§ **Task**
From the listing that follows, extract every line and set it down unaltered.

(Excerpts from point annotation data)

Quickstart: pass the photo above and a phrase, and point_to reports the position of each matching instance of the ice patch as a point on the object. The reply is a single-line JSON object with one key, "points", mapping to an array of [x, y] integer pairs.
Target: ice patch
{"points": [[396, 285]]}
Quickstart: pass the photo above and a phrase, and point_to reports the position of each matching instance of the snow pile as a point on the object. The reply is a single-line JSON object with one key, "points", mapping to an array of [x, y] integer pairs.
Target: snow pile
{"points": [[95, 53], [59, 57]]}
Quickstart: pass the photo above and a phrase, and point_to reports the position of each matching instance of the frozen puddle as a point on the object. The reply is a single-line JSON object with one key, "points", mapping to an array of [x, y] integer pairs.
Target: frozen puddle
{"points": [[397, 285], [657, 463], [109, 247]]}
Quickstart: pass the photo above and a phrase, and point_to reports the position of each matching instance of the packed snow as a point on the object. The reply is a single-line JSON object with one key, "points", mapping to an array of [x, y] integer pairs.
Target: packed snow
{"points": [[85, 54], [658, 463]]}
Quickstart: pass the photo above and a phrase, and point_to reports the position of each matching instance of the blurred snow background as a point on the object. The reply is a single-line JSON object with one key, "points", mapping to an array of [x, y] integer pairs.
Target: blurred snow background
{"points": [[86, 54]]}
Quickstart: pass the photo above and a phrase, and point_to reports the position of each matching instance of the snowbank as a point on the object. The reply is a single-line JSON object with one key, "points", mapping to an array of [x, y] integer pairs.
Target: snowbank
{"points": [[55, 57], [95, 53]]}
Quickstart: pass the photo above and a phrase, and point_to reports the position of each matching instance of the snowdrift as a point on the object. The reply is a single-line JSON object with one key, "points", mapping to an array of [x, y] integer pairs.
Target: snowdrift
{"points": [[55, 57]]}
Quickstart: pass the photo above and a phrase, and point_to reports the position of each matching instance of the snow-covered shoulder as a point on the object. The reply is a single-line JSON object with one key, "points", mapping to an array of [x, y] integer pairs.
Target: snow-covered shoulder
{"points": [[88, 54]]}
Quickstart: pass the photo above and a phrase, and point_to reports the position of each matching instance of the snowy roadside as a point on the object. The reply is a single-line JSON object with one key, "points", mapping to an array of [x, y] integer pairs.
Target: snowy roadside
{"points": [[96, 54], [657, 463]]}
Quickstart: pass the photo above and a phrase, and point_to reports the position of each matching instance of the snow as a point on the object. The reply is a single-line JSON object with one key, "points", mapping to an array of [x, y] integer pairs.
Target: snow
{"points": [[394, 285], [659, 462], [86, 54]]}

§ **Result of this task**
Quickstart: pass the photo above and a phrase, and point_to reports the position of each matching instance of the ice patch as a point on the object. The reply is a single-line JSON object with one key, "points", mapping to an array of [x, y] integer pairs.
Target: ice patch
{"points": [[396, 285]]}
Quickstart: pass the photo above and a phrase, and point_to reports the position of each matching instance of the snow pile as a point on the object. The reply is a single-line JSON object with one key, "points", mapping to an array of [x, y] integer pairs.
Target: snow pile
{"points": [[95, 53], [59, 57]]}
Quickstart: pass the photo above and a phrase, and point_to reports the position of each matching instance of the frozen puddle as a point on the object. The reply is a single-line JSON object with one key, "points", mapping to an array of [x, y] integer pairs.
Target: frozen puddle
{"points": [[397, 285], [657, 463], [109, 247]]}
Quickstart: pass the photo above and a phrase, and point_to reports the position of each matching instance of the packed snow as a point on the object. The reply is a single-line JSON object with one key, "points", mapping to an array of [x, y] integer pairs.
Target: packed snow
{"points": [[85, 54], [658, 463]]}
Quickstart: pass the photo above and a phrase, and point_to reports the position of each matching instance of the blurred snow background as a point on the object. The reply is a single-line JSON object with one key, "points", mapping to an array of [x, y] integer pairs.
Target: blurred snow background
{"points": [[86, 54]]}
Quickstart: pass the photo above and a phrase, and point_to reports the position of each matching instance of the snowbank as a point on the object. The reply is a single-line JSON object with one key, "points", mapping to an array of [x, y] integer pairs.
Target: snowbank
{"points": [[55, 57], [95, 53]]}
Quickstart: pass the photo above and a phrase, and point_to reports the position of each matching instance of the snowdrift as a point on the object. The reply is a single-line JSON object with one key, "points", mapping to an array of [x, y] integer pairs.
Target: snowdrift
{"points": [[55, 57]]}
Quickstart: pass the photo above and a phrase, and point_to reports the position of each matching instance of the snow-covered shoulder as a point on the object. The reply is a single-line JSON object with one key, "points", mapping to an array of [x, y] integer pairs.
Target: snow-covered shoulder
{"points": [[88, 54]]}
Quickstart: pass the photo above and a phrase, and point_to reports the position of each matching instance of the snowy roadside as a point on the object. The reply is a single-line JSON object with one key, "points", mapping to an array of [x, y] integer pairs.
Target: snowy roadside
{"points": [[96, 54], [657, 463]]}
Quickstart: pass the photo above and a phrase, and point_to reports the position of each matching instance of the snow as a point on the object. The reply is a single-line JSON object with one key, "points", mapping to an array of [x, y] integer pairs.
Target: snow
{"points": [[394, 285], [659, 462], [86, 54]]}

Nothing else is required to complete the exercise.